### Activity
Your output should consist solely of the lines from the one with "Target: shadow of basketball pole" through the end of the records, reproduced exactly, both ends included.

Saved data entries
=-=-=-=-=
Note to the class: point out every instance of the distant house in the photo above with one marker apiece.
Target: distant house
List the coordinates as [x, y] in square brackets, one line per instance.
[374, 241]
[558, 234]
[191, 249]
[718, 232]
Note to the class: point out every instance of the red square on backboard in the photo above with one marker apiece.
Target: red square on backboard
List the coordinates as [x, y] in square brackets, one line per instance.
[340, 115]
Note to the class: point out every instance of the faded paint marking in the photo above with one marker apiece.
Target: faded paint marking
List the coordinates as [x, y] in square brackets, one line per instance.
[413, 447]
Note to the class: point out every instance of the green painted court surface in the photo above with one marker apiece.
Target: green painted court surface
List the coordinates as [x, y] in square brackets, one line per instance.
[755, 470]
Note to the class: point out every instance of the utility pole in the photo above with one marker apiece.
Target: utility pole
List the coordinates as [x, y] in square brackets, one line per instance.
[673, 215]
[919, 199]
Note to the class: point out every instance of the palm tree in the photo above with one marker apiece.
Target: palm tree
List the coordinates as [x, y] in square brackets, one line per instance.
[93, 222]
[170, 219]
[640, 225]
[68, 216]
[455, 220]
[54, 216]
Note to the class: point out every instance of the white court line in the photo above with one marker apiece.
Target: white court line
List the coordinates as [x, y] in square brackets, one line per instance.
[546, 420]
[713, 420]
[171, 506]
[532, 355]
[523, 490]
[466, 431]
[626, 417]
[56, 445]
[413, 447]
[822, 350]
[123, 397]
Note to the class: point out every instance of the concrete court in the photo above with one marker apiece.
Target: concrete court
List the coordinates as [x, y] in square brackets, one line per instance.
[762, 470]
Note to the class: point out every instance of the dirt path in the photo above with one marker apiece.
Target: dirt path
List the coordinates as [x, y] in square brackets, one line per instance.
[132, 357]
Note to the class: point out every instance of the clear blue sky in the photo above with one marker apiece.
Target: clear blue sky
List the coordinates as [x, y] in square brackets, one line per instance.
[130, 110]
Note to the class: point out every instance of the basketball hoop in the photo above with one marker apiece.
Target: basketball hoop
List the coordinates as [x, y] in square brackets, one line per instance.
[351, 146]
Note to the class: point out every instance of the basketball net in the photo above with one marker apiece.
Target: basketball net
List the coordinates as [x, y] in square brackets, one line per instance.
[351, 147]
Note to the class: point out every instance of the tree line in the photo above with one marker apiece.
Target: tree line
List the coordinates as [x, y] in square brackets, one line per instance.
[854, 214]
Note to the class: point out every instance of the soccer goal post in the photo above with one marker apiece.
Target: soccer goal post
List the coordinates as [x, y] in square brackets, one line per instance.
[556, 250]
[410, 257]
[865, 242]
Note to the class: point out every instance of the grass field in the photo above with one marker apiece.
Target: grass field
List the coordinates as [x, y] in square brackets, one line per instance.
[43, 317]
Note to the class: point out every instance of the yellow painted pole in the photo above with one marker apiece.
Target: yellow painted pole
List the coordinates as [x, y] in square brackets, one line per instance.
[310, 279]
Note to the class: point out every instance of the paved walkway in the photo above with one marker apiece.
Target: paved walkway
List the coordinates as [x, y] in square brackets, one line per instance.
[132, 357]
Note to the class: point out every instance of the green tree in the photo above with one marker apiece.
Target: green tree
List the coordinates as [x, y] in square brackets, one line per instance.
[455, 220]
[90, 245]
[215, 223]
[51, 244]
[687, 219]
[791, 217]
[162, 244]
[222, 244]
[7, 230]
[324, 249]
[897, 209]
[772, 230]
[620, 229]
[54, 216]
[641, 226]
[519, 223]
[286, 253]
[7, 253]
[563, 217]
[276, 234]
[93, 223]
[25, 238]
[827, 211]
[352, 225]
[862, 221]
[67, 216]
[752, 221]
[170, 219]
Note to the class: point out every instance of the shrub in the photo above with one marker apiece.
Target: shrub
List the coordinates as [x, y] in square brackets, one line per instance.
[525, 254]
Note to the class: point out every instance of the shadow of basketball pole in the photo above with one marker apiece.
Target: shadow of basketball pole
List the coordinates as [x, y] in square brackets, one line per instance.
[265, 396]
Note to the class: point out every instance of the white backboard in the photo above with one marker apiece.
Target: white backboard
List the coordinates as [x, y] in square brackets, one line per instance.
=-=-=-=-=
### Reply
Target: shadow of basketball pole
List the coordinates as [x, y] in square brackets, one line per instance.
[265, 396]
Note to the class: point out every instance of the white backboard in the photo above with one marker apiece.
Target: white backboard
List the coordinates as [x, y] in square brackets, one line per instance.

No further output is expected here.